──────── Texte fourni ────────
Maintenant, ne pensons pas que la bataille est gagnée. Cette usine est grandiose, elle est impressionnante, elle est technologiquement avancée, elle fera la fierté des Hauts- de-France, de la France et du continent européen. Elle est le prélude de l'ouverture d'une usine à Kaiserslautern en Allemagne, d'autres usines en Italie bien entendu qui est un partenaire industriel clé pour la France - je le dis devant mon ami, le ministre de l'économie italien. Mais ce n'est que le début de la bataille pour la réindustrialisation en France et en Europe. Ce n'est que le début du combat pour la restauration de notre puissance industrielle.
L'Union européenne doit montrer ses muscles industriels. Elle doit d'abord prendre conscience des défis qui sont devant elle. A l'Est, le défi chinois : la Chine ne nous fera aucun cadeau ni sur les voitures, ni sur les lanceurs spatiaux, ni sur les avions. Et croyez-moi, leur niveau technologique est parfaitement comparable au nôtre quand il n'est pas supérieur. Cette usine est magnifique ; il m'a semblé remarquer que les machines ne venaient pas d'Europe.
Deuxième défi, les Etats-Unis et l'Inflation Reduction Act américain qui offre des conditions très attractives à nos industriels. Si nous ne voulons pas d'hémorragie industrielle de l'Europe vers les Etats-Unis, il faut, au niveau européen, comme nous l'avons fait avec le président de la République au niveau national, un IRA européen qui défende sans relâche nos intérêts industriels, nos ouvriers, nos compétences, nos technologies, nos savoir-faire et notre attractivité. Tout ça suppose que nous nous battions à la fois au niveau européen et au niveau national pour continuer cette bataille de la réindustrialisation.
Au niveau européen, je vois trois enjeux clés, trois batailles décisives qu'il faut livrer sans aucune faiblesse, avec la plus totale détermination. La première bataille, c'est celle de l'innovation. Nous devons être toujours en pointe, toujours en recherche de nouvelles technologies. Nous sommes maintenant sur les batteries ion lithium liquide, commençons déjà à chercher les batteries ion lithium solides. Investissons dans les matériaux rares, investissons dans le raffinage, investissons dans le recyclage. Et comme tout cela va coûter non pas des milliards mais sans doute des dizaines de milliards d'euros, je vous livre une simple réflexion. Plutôt que de dépenser de l'argent pour une énième norme sur les véhicules thermiques, la norme Euro-7, peut-être ferions-nous mieux d'oublier cette norme Euro-7 qui va coûter de l'argent inutile à nos constructeurs automobiles pour consacrer le même argent à accélérer sur le véhicule électrique et sur les technologies de demain. Nous avons besoin d'investir dans les technologies de demain, pas dans celles d'hier. Nous avons besoin d'être les meilleurs sur les véhicules électriques, pas de dépenser de l'argent sur des normes que ni la Chine ni les Etats-Unis n'imposent à leurs constructeurs.
──────── Informations fournies ────────
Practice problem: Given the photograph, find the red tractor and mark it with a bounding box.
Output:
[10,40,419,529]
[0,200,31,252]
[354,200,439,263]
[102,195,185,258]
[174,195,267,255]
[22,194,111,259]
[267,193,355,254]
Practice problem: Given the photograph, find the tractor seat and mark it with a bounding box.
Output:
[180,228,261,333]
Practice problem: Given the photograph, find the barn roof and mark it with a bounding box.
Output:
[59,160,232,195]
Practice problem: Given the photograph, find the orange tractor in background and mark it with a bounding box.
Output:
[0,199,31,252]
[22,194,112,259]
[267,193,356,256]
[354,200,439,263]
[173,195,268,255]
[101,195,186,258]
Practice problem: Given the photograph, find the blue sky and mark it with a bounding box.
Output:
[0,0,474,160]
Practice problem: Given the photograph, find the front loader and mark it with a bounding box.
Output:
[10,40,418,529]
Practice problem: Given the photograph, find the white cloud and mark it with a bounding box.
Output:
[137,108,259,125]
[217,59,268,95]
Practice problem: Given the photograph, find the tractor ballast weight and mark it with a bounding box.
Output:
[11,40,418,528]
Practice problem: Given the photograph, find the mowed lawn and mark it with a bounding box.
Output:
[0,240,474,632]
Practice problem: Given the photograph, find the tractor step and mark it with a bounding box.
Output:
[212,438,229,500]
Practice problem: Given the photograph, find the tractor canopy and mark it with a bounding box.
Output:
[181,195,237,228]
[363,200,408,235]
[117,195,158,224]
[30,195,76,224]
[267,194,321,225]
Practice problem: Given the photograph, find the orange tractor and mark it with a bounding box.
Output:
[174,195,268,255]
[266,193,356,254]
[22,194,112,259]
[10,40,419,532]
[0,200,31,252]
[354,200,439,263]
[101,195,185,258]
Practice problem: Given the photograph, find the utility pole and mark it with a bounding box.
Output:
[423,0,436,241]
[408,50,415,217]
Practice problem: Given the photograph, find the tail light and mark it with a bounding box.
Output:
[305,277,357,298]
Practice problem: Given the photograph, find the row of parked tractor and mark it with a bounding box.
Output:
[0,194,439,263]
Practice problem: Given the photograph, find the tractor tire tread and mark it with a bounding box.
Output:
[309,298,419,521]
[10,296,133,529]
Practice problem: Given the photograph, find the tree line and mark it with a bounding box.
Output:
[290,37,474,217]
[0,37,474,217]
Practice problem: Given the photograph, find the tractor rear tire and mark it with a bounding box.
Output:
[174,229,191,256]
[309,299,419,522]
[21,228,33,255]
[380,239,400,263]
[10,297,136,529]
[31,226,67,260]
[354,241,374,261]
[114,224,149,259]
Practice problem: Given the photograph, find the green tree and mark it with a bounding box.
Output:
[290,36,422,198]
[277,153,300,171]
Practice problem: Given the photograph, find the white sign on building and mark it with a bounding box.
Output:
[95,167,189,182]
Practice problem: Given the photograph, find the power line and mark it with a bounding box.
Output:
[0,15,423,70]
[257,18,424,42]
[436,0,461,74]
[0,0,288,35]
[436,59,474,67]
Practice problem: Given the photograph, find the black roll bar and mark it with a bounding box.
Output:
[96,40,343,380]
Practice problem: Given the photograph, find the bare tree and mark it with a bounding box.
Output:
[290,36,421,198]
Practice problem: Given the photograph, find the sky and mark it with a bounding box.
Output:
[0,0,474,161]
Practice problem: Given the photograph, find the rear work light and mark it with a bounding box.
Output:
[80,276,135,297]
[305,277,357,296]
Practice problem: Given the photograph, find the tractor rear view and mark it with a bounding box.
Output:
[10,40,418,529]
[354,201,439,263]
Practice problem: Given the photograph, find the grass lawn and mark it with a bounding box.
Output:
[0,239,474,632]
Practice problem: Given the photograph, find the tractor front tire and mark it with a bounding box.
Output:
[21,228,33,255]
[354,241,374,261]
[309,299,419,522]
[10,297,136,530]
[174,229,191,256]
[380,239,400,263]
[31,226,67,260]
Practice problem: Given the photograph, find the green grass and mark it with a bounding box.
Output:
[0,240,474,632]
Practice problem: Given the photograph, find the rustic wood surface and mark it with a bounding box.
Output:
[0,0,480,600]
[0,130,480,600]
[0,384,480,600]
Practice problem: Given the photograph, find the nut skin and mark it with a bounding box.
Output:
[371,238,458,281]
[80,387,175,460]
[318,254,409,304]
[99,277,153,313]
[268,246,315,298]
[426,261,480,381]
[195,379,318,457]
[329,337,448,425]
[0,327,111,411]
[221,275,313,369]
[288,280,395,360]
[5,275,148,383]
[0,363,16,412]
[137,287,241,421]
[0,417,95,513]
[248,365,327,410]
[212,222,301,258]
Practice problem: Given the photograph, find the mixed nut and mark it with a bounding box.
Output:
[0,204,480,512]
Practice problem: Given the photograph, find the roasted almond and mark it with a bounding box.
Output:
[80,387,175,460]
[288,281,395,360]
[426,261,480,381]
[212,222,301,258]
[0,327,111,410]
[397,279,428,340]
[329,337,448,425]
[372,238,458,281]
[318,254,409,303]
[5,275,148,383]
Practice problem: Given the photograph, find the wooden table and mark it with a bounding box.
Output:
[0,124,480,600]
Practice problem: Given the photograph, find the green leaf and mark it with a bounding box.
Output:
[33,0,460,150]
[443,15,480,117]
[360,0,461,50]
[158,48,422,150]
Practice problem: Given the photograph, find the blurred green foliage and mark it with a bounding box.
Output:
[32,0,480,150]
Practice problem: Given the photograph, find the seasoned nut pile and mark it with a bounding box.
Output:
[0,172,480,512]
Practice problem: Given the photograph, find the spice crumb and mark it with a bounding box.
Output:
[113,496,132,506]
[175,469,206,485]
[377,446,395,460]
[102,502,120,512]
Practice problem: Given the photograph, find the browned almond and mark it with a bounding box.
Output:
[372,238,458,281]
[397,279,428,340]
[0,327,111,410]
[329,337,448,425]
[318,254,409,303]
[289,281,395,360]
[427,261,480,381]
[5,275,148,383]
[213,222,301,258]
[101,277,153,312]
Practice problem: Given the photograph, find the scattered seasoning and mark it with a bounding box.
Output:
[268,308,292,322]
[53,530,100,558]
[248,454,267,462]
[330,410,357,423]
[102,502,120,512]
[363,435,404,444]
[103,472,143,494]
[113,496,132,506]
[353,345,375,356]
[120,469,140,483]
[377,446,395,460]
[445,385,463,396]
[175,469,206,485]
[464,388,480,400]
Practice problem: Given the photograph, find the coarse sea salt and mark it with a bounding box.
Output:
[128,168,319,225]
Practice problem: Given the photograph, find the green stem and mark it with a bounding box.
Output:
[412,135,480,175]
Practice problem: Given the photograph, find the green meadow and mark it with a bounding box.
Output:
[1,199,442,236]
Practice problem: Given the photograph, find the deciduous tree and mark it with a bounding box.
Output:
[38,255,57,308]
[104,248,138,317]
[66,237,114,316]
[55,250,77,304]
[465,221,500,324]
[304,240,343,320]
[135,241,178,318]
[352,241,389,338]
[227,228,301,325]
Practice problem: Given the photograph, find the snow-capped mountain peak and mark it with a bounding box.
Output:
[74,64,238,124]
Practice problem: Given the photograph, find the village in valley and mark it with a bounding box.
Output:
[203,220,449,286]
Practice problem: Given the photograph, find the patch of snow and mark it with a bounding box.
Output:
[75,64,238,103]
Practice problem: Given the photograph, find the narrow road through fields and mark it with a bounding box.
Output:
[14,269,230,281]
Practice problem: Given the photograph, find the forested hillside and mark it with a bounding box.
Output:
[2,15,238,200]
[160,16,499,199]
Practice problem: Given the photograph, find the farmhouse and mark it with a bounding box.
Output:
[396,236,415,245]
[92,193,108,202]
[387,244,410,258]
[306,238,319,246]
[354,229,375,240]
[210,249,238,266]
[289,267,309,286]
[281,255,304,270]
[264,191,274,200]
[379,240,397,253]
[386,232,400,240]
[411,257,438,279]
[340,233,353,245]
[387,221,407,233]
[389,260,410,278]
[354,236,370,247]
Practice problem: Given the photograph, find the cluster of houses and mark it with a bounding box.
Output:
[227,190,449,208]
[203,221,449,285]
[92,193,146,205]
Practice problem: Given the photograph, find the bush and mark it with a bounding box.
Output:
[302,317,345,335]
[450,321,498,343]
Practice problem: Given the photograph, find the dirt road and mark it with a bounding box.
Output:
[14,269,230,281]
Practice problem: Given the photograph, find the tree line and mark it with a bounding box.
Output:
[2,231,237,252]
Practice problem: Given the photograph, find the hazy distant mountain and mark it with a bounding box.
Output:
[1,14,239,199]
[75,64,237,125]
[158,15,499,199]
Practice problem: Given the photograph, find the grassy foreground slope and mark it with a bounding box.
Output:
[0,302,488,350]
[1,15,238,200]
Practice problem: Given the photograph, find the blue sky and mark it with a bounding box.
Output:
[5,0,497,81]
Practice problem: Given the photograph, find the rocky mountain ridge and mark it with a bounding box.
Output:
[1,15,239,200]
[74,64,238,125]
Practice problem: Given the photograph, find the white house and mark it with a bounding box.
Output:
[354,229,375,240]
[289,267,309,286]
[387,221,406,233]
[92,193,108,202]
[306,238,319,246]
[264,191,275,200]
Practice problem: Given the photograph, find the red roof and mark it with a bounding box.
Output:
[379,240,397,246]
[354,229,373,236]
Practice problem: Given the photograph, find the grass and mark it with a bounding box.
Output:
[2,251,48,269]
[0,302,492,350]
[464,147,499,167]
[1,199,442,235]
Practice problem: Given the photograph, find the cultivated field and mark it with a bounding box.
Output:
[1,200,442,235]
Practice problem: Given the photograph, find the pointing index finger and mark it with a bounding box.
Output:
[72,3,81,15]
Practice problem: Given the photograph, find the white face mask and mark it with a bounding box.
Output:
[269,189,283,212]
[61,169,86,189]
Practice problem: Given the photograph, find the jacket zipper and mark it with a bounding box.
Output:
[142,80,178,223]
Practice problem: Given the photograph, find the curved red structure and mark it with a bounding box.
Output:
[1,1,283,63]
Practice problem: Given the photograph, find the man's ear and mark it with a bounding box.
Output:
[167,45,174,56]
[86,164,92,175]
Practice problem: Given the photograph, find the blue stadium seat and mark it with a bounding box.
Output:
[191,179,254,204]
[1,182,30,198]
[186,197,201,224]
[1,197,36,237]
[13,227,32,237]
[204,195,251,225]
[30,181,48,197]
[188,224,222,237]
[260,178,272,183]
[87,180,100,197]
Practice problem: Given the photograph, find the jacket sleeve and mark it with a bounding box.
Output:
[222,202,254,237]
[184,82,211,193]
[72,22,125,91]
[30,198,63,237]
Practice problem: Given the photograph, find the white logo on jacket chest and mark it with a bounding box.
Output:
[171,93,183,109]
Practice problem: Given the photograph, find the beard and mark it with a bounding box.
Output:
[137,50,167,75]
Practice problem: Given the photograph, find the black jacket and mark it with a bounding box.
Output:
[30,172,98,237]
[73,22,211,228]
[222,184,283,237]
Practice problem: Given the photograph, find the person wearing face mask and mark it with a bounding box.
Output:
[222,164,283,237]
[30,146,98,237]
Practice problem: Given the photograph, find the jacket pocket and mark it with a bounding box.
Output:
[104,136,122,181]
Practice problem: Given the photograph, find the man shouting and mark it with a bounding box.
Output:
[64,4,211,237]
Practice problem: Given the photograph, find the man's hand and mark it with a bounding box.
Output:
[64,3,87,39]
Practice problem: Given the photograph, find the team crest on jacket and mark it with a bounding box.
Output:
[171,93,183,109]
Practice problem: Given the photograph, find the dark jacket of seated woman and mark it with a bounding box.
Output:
────────
-- Travail demandé --
Transcrivez fidèlement, s'il vous plaît, l'extrait du texte sur la réindustrialisation qui va de « Deuxième défi, les » jusqu'à « de la réindustrialisation. ».

-- Réponse --
Deuxième défi, les Etats-Unis et l'Inflation Reduction Act américain qui offre des conditions très attractives à nos industriels. Si nous ne voulons pas d'hémorragie industrielle de l'Europe vers les Etats-Unis, il faut, au niveau européen, comme nous l'avons fait avec le président de la République au niveau national, un IRA européen qui défende sans relâche nos intérêts industriels, nos ouvriers, nos compétences, nos technologies, nos savoir-faire et notre attractivité. Tout ça suppose que nous nous battions à la fois au niveau européen et au niveau national pour continuer cette bataille de la réindustrialisation.